Gespeicherte Dateneinträge

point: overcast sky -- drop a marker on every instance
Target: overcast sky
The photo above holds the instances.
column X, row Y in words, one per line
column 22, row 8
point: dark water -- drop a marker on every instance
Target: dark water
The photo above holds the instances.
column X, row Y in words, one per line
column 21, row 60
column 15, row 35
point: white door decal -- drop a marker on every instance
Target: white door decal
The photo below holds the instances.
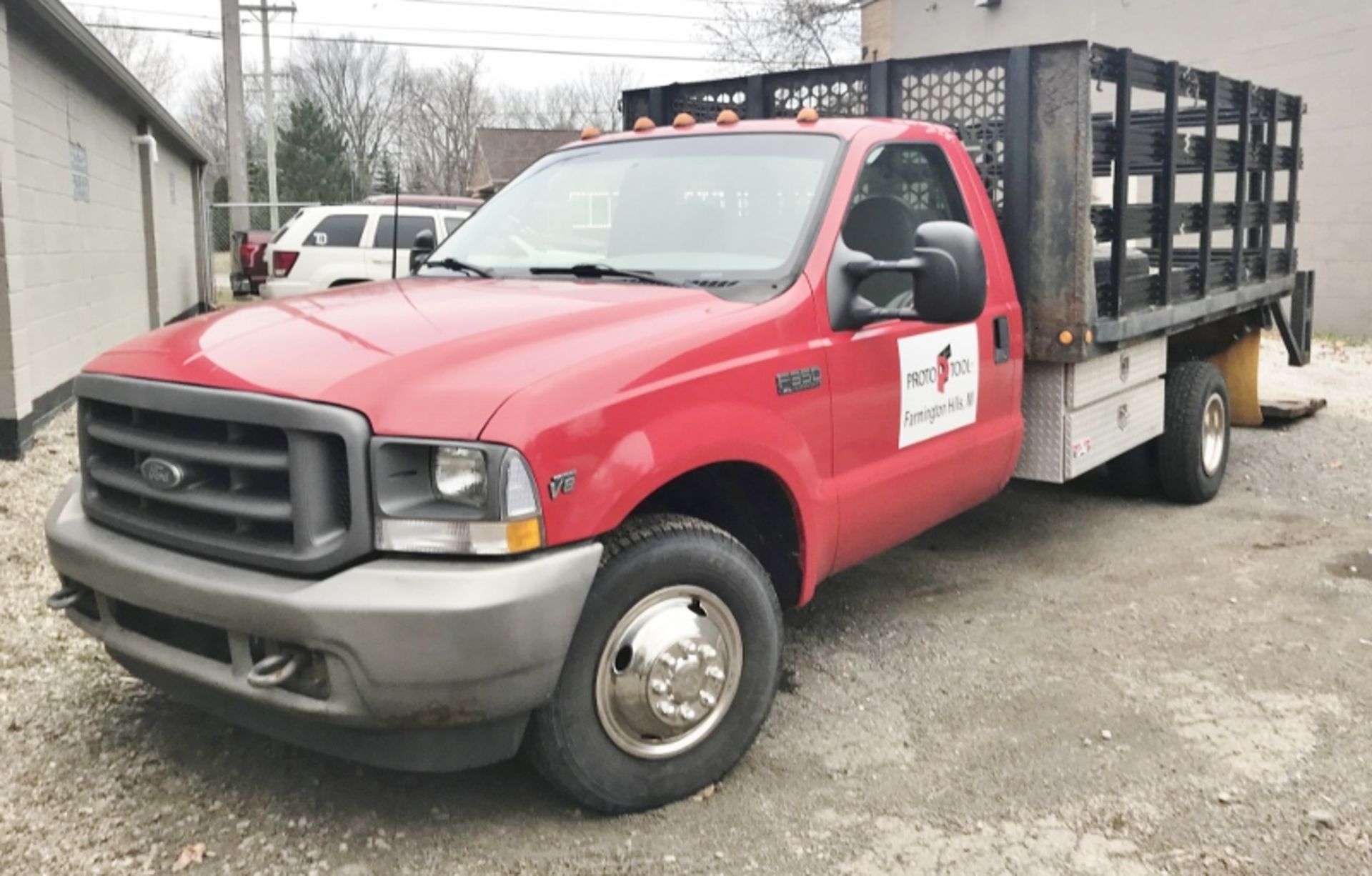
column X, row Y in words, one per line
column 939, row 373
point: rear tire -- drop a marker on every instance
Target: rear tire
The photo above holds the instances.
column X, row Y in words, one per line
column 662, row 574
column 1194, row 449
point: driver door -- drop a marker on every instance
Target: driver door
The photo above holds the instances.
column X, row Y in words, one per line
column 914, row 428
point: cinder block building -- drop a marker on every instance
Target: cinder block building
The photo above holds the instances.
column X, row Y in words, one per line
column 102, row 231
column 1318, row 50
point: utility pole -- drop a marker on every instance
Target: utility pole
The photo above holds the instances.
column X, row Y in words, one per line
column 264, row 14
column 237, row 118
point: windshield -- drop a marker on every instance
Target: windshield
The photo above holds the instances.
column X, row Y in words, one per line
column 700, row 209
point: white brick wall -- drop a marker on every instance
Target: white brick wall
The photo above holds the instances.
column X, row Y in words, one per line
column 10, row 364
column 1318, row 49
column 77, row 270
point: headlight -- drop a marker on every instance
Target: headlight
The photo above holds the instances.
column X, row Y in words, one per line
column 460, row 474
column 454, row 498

==

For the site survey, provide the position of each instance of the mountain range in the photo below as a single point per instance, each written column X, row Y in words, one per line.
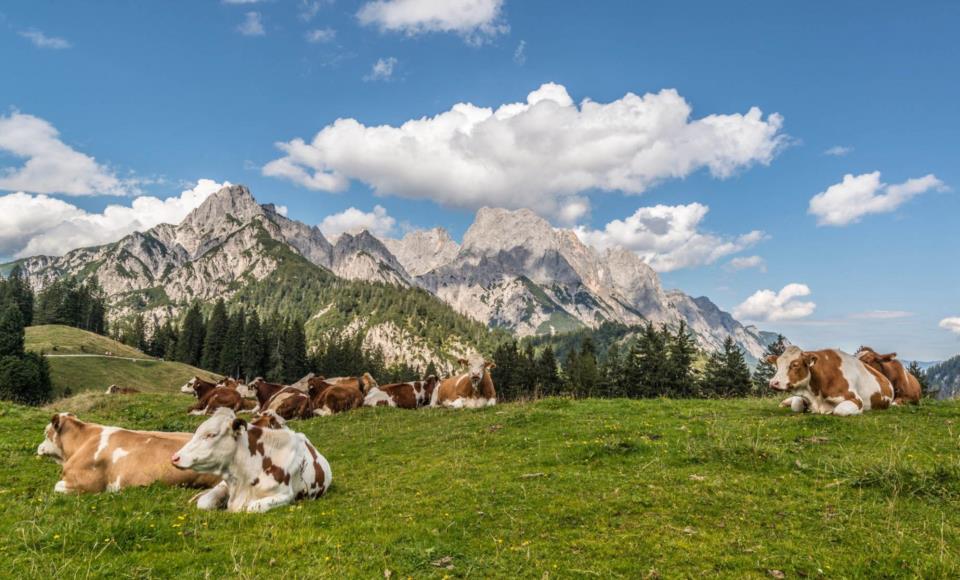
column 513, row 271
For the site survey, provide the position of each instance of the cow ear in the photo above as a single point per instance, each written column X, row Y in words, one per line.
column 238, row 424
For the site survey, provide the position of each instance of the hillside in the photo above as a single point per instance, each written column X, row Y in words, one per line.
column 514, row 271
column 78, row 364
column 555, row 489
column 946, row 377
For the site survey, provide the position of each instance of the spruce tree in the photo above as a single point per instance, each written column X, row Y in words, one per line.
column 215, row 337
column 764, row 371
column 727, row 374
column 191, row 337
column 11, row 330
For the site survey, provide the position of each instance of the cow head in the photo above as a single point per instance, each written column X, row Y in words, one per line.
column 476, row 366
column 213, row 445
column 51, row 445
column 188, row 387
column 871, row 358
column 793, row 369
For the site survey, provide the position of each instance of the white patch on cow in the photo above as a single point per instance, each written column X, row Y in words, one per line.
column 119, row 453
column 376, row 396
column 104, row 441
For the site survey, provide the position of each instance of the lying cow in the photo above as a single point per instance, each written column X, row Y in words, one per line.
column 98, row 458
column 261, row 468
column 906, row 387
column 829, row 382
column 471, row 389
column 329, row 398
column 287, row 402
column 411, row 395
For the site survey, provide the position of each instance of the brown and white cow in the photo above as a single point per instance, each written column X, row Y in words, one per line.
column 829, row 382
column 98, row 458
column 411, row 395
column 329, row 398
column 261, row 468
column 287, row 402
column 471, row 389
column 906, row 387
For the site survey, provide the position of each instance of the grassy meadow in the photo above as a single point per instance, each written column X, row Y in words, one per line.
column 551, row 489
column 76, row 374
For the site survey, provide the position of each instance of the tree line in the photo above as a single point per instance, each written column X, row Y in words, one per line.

--

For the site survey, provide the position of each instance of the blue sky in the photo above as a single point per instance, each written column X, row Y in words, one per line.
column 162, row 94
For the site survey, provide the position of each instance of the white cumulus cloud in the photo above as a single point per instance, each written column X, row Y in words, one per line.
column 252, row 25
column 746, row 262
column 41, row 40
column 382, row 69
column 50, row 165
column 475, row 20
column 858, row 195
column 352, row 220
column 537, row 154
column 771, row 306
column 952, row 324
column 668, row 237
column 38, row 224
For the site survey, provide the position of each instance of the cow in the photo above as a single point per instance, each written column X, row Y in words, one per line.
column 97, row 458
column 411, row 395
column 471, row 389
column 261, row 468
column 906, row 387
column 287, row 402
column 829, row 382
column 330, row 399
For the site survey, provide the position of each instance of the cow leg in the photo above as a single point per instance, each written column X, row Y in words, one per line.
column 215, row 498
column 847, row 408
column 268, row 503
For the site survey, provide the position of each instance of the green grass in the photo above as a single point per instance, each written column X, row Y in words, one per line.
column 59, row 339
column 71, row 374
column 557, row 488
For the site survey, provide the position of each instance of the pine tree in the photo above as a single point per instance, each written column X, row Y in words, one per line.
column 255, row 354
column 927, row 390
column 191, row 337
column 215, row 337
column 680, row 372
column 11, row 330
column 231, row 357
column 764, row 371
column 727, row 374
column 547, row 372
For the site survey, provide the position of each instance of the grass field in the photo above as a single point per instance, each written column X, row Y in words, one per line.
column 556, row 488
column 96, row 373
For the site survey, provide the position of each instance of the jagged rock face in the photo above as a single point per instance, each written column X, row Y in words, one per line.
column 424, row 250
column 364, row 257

- _Gegebene Aufgabe_
Gib die Zeilen unverändert wieder, beginnend mit der Zeile, die "point: rear tire" enthält, und endend mit der Zeile, die "column 1318, row 50" enthält, beide eingeschlossen.

- _Ergebnis der Aufgabe_
point: rear tire -- drop a marker on every instance
Target: rear tire
The photo above holds the instances.
column X, row Y in words, one per line
column 662, row 574
column 1194, row 449
point: driver door -- drop a marker on every instance
Target: driver door
The photo above holds the instances.
column X, row Y in words, one per line
column 914, row 428
point: cinder block building -- drop a marker on every instance
Target: cinder block building
The photo above holds the instances.
column X, row Y in words, one per line
column 102, row 231
column 1318, row 50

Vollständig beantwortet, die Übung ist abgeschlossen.